Start of Records for the task
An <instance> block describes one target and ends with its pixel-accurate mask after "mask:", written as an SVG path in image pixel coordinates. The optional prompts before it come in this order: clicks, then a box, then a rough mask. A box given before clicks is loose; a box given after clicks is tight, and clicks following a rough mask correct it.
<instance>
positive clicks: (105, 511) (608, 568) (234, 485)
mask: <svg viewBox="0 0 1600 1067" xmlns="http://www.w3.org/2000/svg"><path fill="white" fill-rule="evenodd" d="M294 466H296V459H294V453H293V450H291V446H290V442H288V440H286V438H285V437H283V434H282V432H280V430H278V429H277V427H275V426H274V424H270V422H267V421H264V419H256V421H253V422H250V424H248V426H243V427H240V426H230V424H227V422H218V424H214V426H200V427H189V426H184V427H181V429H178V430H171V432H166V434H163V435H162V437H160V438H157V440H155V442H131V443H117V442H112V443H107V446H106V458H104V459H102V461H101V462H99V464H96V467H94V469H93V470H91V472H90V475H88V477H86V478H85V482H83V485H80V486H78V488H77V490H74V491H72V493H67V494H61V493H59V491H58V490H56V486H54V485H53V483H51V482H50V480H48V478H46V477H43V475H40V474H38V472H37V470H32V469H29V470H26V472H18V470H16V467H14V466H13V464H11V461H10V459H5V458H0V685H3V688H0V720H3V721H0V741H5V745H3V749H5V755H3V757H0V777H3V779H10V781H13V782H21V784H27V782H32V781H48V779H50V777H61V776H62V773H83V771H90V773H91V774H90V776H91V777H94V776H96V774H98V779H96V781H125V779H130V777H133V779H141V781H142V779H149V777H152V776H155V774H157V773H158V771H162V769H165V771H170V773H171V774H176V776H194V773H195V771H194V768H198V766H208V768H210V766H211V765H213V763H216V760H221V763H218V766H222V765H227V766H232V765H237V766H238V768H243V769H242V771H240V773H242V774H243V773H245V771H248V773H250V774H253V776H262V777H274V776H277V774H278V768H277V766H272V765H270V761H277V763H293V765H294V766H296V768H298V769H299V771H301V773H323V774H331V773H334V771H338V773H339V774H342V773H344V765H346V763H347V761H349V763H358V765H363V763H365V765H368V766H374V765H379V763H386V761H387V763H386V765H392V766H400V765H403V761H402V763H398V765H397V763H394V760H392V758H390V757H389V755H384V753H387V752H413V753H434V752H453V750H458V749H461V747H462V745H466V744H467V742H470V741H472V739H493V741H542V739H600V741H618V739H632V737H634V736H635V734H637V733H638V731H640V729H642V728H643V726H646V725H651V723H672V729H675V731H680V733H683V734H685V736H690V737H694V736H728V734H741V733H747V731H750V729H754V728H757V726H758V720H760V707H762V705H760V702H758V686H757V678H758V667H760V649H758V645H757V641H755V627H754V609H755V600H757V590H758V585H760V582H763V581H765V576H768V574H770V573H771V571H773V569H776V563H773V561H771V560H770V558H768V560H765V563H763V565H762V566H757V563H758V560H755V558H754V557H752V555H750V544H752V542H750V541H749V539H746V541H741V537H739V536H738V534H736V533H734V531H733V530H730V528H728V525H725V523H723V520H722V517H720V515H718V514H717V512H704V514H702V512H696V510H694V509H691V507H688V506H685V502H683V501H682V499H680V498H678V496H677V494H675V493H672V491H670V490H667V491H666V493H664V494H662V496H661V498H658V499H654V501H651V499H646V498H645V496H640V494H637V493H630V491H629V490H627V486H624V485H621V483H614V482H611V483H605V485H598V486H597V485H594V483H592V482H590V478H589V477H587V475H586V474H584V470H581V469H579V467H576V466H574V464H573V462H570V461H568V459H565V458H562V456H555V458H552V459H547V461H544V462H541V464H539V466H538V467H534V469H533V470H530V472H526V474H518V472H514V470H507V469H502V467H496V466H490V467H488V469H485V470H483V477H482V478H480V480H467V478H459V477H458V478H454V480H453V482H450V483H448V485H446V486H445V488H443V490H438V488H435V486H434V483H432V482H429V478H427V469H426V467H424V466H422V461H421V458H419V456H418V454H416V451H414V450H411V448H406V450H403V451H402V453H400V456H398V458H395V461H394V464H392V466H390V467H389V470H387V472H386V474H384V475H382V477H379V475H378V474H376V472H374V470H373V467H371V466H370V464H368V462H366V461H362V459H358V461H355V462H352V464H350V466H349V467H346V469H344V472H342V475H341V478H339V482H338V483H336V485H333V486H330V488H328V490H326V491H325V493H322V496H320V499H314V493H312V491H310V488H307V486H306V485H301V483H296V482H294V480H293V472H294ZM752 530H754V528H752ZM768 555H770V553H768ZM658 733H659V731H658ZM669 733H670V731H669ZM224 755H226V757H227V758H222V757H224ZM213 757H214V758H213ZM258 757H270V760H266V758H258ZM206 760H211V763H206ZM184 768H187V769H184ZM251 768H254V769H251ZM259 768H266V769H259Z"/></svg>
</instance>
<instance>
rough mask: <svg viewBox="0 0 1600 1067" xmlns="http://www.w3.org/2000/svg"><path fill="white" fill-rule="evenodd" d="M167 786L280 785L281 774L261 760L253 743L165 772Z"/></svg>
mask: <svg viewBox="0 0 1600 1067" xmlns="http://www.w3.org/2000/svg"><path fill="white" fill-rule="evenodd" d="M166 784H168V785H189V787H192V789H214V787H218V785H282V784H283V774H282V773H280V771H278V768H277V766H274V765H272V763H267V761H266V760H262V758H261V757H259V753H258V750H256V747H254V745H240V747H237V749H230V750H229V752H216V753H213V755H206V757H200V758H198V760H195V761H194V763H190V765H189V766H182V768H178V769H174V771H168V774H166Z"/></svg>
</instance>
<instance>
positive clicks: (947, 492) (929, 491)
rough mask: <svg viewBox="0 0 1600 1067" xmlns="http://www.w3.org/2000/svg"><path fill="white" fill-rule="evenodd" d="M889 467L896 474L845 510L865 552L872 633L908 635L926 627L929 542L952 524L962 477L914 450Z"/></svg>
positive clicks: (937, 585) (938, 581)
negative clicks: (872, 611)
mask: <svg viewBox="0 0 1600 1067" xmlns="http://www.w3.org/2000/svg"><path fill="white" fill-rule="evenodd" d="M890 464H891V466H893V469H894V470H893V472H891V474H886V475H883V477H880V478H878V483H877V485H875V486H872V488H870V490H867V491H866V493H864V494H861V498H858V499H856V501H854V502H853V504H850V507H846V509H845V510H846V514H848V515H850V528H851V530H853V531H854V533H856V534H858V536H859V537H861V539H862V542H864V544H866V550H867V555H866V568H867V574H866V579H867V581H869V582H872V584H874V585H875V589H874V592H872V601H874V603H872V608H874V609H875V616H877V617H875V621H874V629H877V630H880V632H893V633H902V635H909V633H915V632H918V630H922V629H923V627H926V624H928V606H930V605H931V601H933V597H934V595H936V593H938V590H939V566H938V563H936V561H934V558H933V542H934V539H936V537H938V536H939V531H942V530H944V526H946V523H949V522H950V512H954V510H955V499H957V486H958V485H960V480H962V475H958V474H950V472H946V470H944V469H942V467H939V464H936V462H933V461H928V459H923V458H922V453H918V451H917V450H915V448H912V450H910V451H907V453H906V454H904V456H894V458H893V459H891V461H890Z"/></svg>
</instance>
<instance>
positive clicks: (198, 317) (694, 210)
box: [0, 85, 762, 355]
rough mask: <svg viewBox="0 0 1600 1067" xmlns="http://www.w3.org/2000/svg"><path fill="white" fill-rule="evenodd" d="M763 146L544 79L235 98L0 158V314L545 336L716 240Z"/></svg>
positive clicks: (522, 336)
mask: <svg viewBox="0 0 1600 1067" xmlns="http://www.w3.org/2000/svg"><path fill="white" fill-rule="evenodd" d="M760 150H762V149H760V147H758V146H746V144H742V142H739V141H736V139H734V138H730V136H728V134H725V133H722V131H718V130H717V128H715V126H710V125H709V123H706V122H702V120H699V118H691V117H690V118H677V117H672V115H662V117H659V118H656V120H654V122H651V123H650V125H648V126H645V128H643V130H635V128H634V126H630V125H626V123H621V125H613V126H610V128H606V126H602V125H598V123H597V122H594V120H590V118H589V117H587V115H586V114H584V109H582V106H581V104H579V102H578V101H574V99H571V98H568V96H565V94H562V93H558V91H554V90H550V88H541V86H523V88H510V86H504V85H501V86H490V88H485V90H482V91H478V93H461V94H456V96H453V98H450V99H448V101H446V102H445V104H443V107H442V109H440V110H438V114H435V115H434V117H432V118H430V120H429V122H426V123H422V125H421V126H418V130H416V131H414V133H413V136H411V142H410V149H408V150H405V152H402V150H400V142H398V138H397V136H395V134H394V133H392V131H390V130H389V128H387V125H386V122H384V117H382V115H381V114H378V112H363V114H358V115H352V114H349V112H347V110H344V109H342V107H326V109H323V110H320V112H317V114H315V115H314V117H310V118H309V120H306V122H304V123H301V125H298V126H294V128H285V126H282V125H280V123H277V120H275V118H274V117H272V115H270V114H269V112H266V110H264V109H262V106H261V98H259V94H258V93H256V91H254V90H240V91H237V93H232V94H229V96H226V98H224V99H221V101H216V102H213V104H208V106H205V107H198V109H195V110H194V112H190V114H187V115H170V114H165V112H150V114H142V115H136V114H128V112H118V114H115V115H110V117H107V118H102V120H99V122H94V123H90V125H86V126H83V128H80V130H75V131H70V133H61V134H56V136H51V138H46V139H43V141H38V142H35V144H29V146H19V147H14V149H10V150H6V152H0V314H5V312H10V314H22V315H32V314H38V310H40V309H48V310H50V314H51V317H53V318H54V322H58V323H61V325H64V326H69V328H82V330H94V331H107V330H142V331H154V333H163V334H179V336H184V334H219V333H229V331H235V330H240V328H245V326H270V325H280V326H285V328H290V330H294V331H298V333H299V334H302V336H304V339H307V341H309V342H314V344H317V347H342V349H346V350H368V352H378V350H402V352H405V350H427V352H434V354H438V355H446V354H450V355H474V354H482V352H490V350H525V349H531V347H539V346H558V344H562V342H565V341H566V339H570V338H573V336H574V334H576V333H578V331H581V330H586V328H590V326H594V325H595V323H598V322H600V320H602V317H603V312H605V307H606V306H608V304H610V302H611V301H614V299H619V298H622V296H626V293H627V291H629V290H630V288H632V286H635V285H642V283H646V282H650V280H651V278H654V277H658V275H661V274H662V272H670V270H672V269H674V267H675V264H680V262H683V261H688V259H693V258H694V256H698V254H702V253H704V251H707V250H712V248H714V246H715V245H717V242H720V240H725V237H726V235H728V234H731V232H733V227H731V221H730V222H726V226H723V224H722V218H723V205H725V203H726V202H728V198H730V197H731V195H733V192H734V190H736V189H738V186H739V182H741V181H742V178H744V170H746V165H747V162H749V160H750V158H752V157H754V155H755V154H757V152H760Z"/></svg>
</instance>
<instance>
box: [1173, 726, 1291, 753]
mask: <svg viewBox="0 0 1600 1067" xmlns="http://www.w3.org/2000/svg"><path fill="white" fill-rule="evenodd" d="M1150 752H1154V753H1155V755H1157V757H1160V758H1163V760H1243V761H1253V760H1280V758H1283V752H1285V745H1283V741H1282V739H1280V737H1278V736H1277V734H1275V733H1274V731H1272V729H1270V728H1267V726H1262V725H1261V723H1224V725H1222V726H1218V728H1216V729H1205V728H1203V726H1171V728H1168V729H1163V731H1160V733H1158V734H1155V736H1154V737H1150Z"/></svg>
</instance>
End of Records for the task
Activity:
Look through the data above and return exactly the lines from the one that contains "467L896 474L845 510L865" to the one that contains "positive clicks: (937, 585) (938, 581)", inclusive, with nothing else.

Output for this task:
rough mask: <svg viewBox="0 0 1600 1067" xmlns="http://www.w3.org/2000/svg"><path fill="white" fill-rule="evenodd" d="M889 467L896 474L845 510L865 552L872 633L908 635L926 627L929 542L952 524L962 477L914 450Z"/></svg>
positive clicks: (937, 585) (938, 581)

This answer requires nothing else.